> _Article_:
* BEGIN *

= Uganda YMCA =

YMCA in Uganda was founded in 1959. It has six main branches, including Kampala YMCA. Other branches are in Jinja, Mukono, Mbale, Mbarara, Kasese.

==History==

The first mention of a YMCA in Uganda was made in a 1913 report of the World Alliance. The matter rested until 1947, when the World YMCA in Geneva sent Dr. George Haynes to investigate the possibilities for YMCAs in Africa. He met in Uganda E. M. K. Mulira. As a result, the present site for the Headquarters, currently in Kampala YMCA's building there, was chosen.

Later, in 1959, a meeting on 12 June convened by A. R. Russell, then acting director of African Housing, and with nine people attending, discussed the formation of Uganda YMCA. A further meeting on 28 July was chaired by Dr. Leslie Brown, Bishop of Uganda, and the first committees were appointed.

* END *

> _Given request 1_:
Duplicate the part of the Uganda YMCA article that begins with the words containing "The first mention" and ends with "there, was chosen.".

> _Supplied material_:
* BEGIN *

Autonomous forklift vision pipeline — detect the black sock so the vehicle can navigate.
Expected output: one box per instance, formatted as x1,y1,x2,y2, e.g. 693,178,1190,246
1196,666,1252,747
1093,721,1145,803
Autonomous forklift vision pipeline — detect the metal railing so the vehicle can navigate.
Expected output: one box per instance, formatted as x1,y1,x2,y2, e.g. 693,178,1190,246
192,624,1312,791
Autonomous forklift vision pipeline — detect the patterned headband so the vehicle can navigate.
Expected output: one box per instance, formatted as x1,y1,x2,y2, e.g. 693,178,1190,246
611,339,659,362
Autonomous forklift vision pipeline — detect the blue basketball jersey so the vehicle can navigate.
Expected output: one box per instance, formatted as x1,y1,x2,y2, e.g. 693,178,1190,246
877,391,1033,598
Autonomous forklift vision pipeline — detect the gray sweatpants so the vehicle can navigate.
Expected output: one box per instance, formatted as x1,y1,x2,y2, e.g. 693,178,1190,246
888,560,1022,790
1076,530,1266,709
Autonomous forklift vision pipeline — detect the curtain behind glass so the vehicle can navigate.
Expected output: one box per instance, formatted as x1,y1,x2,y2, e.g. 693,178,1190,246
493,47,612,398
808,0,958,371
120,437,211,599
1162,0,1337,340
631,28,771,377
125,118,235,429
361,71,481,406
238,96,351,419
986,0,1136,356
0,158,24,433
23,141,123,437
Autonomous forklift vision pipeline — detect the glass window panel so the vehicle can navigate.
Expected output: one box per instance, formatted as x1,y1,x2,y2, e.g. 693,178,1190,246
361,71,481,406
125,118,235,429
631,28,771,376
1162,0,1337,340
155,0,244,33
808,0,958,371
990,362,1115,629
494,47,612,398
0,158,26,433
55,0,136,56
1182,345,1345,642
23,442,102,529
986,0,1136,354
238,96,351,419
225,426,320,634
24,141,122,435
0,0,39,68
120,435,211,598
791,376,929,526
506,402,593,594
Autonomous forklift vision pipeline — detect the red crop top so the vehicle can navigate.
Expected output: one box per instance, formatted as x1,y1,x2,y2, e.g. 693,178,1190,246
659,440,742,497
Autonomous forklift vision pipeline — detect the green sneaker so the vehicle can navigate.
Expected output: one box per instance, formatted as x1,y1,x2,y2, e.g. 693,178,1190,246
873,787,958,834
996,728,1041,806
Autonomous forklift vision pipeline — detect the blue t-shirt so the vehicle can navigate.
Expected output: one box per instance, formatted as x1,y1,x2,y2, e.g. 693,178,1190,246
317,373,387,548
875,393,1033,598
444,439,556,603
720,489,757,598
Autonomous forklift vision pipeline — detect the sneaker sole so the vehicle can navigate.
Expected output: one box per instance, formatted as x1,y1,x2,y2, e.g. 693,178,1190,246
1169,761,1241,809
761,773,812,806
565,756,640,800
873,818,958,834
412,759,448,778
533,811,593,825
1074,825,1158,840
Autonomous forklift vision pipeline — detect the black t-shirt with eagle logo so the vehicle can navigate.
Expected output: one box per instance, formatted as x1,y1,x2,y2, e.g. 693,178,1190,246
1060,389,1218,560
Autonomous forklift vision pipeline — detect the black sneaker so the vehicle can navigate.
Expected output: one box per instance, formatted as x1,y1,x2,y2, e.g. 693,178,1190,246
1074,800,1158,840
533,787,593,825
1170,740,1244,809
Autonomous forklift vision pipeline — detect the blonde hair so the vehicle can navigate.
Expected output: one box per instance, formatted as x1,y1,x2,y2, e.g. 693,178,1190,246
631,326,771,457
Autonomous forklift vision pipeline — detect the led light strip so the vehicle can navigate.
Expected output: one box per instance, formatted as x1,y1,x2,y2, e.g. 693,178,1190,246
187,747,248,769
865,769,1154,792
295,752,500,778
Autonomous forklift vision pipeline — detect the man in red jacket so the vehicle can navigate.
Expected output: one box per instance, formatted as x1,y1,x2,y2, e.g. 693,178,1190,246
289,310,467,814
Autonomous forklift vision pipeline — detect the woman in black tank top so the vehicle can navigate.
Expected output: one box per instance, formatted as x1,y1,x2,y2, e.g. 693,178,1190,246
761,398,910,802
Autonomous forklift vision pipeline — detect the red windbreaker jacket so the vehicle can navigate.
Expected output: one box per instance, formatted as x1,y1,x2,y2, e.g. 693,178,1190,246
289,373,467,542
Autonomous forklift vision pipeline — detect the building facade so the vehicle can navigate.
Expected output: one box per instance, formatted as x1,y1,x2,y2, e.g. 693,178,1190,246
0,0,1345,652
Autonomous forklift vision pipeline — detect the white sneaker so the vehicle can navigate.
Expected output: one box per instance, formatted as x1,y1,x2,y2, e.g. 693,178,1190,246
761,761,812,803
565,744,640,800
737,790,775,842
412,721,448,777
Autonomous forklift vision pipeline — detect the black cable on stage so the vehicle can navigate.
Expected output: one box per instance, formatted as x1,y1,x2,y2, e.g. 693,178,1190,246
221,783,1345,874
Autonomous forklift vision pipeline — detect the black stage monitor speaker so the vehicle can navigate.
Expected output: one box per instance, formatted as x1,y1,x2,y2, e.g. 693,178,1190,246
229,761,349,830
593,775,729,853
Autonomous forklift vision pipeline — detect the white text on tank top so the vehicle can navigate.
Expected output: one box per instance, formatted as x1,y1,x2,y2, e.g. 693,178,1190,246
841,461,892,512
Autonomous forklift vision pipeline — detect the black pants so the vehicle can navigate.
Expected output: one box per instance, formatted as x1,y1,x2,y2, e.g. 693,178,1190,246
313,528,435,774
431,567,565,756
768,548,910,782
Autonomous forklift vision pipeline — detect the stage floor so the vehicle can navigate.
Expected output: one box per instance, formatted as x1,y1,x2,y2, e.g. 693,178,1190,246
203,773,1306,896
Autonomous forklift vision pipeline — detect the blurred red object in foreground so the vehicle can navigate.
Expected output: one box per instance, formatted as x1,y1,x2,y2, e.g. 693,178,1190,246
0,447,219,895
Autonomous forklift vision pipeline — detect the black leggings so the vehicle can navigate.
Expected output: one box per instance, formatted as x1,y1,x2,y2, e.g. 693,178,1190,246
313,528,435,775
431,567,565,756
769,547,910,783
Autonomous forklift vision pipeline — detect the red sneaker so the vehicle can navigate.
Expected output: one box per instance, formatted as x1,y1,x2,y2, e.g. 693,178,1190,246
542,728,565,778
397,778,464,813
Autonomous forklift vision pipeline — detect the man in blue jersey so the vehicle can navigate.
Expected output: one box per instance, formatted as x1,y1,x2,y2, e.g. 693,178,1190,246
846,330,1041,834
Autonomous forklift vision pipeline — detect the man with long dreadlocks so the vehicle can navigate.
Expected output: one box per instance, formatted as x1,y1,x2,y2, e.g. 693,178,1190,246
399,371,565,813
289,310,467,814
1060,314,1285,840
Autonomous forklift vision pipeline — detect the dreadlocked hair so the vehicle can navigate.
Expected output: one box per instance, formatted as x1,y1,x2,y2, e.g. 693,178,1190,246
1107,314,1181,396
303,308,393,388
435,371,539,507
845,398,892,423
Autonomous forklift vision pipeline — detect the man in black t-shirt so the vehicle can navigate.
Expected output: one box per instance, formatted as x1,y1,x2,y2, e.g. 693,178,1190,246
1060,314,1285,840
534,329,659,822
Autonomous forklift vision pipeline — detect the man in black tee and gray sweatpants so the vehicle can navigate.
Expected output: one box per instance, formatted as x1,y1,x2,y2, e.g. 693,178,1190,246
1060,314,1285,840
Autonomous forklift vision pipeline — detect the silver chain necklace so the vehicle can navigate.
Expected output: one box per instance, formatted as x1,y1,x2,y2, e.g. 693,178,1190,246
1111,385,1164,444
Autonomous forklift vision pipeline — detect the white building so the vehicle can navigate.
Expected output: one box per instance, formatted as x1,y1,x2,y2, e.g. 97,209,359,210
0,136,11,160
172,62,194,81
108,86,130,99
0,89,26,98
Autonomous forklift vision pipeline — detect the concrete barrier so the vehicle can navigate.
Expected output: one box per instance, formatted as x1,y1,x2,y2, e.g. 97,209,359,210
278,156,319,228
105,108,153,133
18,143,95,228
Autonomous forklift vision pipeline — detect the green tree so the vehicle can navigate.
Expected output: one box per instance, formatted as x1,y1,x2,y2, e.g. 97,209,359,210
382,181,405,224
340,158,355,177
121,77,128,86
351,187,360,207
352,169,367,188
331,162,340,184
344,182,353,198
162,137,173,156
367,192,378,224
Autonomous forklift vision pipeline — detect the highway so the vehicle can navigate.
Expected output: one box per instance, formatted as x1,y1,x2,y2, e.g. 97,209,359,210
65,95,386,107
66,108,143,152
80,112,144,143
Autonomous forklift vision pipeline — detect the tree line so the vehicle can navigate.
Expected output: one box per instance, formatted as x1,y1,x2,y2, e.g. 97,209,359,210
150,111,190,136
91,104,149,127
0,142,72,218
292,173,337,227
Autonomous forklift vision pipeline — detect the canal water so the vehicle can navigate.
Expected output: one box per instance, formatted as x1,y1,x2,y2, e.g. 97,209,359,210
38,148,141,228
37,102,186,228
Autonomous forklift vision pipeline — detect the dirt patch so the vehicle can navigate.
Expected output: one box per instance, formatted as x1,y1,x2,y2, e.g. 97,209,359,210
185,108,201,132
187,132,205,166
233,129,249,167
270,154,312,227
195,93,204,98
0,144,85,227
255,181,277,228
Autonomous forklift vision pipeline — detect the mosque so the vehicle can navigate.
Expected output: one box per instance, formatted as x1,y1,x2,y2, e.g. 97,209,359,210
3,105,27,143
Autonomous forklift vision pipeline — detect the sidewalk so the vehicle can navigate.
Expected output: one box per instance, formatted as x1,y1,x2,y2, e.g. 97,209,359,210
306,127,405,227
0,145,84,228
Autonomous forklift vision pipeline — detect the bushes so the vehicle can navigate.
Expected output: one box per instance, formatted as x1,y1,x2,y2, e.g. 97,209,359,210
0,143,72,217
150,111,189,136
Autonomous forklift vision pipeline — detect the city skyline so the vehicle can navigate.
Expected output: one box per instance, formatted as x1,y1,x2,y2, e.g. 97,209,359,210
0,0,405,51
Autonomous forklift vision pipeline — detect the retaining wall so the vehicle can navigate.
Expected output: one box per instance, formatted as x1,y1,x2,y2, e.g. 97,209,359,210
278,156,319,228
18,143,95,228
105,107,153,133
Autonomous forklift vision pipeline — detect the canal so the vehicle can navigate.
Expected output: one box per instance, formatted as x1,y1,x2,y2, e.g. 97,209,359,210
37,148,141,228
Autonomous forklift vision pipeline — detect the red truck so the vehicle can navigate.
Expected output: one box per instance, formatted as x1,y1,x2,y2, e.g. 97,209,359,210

* END *

> _Given request 2_:
Rewrite the part of the listing that begins with the line containing "Autonomous forklift vision pipeline — detect the highway" and ends with the line containing "37,148,141,228", both ends included. Keep every request line, and shift each bounding-box coordinate in the answers up by 20.

> _Right answer 1_:
The first mention of a YMCA in Uganda was made in a 1913 report of the World Alliance. The matter rested until 1947, when the World YMCA in Geneva sent Dr. George Haynes to investigate the possibilities for YMCAs in Africa. He met in Uganda E. M. K. Mulira. As a result, the present site for the Headquarters, currently in Kampala YMCA's building there, was chosen.

> _Right answer 2_:
Autonomous forklift vision pipeline — detect the highway so the vehicle can navigate.
Expected output: one box per instance, formatted as x1,y1,x2,y2, e.g. 97,209,359,210
85,115,406,127
86,128,163,172
100,132,164,163
Autonomous forklift vision pipeline — detect the tree line so the vehicle can navigate.
Expected output: one box per instance, formatted as x1,y1,x2,y2, e.g. 97,209,359,210
170,131,210,156
111,124,169,147
20,162,92,238
312,193,357,247
Autonomous forklift vision pipeline — detect the canal water so the vehicle can navigate.
Expected output: one box per instance, formatted as x1,y1,x2,y2, e.g. 97,209,359,210
58,168,161,248
57,122,206,248
Autonomous forklift vision pipeline — detect the dirt patch so the vehicle can navigate.
Expected output: one box per instance, formatted as x1,y1,x2,y2, e.g. 97,209,359,210
205,128,221,152
207,152,225,186
253,149,269,187
290,174,332,247
215,113,224,118
20,164,105,247
275,201,297,248
Autonomous forklift vision pipeline — detect the mosque so the vehicle can navigate.
Expected output: one box per instance, formatted as x1,y1,x2,y2, e.g. 97,209,359,210
23,125,47,163
Autonomous forklift vision pipeline — detect the sidewalk so the vehicle can navigate.
Expected output: one box per instance, formatted as x1,y1,x2,y2, e.g. 97,209,359,210
326,147,425,247
20,165,104,248
Autonomous forklift vision pipeline — detect the bushes so the vehicle can navigate.
Expected output: one box per instance, formatted as x1,y1,x2,y2, e.g. 97,209,359,210
20,163,92,237
170,131,209,156
Autonomous forklift vision pipeline — detect the city skyline so the vehicle can navigate.
Expected output: one box per instance, formatted as x1,y1,x2,y2, e.g. 97,209,359,210
20,20,425,71
Autonomous forklift vision pipeline — detect the retaining wall so the vehicle can navigate.
Expected output: one box per instance, formatted as x1,y1,x2,y2, e.g. 97,209,359,210
298,176,339,248
38,163,115,248
125,127,173,153
Autonomous forklift vision pipeline — detect the canal so the vehicle can navigate.
Expected output: one box per instance, formatted as x1,y1,x2,y2, e.g. 97,209,359,210
57,168,161,248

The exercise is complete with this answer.